Document Type: Original Article
Assistant Professor, Department of Biostatistics and Epidemiology, Faculty of Health, Shahrekord University of Medical Sciences, Shahrekord, Iran
Assistant Professor, Chronic Kidney Disease Research Center, Labbafinejad Hospital, Shahid Beheshti University of Medical Sciences, Tehran, Iran
Professor, Urology and Nephrology Research Center, Labafinejad Hospital, Shahid Beheshti University of Medical Sciences, Tehran, Iran
Background: Chronic kidney disease (CKD), characterized by progressive loss of renal function, is becoming a growing problem in the general population. New analytical technologies such as “omics”-based approaches, including metabolomics, provide a useful platform for biomarker discovery and improvement of CKD management. In metabolomics studies, not only prediction accuracy is attractive, but also variable importance is critical because the identified biomarkers reveal pathogenic metabolic processes underlying the progression of chronic kidney disease. We aimed to use k-important neighbors (KIN), for the analysis of a high dimensional metabolomics dataset to classify patients into mild or advanced progression of CKD.
Methods: Urine samples were collected from CKD patients (n=73). The patients were classified based on metabolite biomarkers into the two groups: mild CKD (glomerular filtration rate (GFR)> 60 mL/min per 1·73 m2) and advanced CKD (GFR<60 mL/min per 1·73 m2). Accordingly, 48 and 25 patients were in mild (class 1) and advanced (class 2) groups respectively. Recently, KIN was proposed as a novel approach to high dimensional binary classification settings. Through employing a hybrid dissimilarity measure in KIN, it is possible to incorporate information of variables and distances simultaneously.
Results: The proposed KIN not only selected a few number of biomarkers, it also reached a higher accuracy compared to traditional k-nearest neighbors (61.2% versus 60.4%) and random forest (61.2% versus 58.5%) which are currently known as the best classifieres.
Conclusion: Real metabolomics dataset demonstrate the superiority of proposed KIN versus KNN in terms of both classification accuracy and variable importance.
..............................
# Instructions:
1. In the CKD metabolomics abstract, how many patients were in the advanced (class 2) group?
2. Print the CKD metabolomics abstract from "Conclusion: Real metabolomics" up to and including "and variable importance.".

# Available data:
..............................
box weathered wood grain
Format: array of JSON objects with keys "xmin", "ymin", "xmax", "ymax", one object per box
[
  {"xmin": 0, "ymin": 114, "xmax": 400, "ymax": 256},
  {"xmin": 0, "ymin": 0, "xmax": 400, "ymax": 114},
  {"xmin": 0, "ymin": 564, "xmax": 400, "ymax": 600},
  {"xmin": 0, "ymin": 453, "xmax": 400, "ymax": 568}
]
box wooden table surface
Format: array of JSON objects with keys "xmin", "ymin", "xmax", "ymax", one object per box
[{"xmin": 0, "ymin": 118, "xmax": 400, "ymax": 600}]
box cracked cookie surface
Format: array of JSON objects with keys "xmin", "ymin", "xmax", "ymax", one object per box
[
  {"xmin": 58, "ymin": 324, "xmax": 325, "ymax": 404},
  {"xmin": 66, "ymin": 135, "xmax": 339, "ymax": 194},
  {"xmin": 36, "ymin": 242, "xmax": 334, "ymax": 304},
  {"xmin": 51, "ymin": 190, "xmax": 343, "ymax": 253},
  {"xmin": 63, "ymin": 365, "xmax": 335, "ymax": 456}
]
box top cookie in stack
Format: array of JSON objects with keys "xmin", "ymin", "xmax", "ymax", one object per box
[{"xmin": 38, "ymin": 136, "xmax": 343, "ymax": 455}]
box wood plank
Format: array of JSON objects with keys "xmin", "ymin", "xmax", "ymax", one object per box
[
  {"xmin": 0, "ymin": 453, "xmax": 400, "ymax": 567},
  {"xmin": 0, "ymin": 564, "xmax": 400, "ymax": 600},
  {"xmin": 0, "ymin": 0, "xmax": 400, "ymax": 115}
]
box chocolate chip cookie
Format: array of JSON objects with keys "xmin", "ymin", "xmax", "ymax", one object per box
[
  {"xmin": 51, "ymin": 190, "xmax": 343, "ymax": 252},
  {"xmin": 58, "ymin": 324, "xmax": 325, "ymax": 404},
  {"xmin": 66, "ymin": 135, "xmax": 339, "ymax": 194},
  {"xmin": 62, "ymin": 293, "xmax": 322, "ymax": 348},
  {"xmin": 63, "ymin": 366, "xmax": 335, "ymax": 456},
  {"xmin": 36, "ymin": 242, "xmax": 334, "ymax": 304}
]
..............................
# Problem solutions:
1. 25

2.
Conclusion: Real metabolomics dataset demonstrate the superiority of proposed KIN versus KNN in terms of both classification accuracy and variable importance.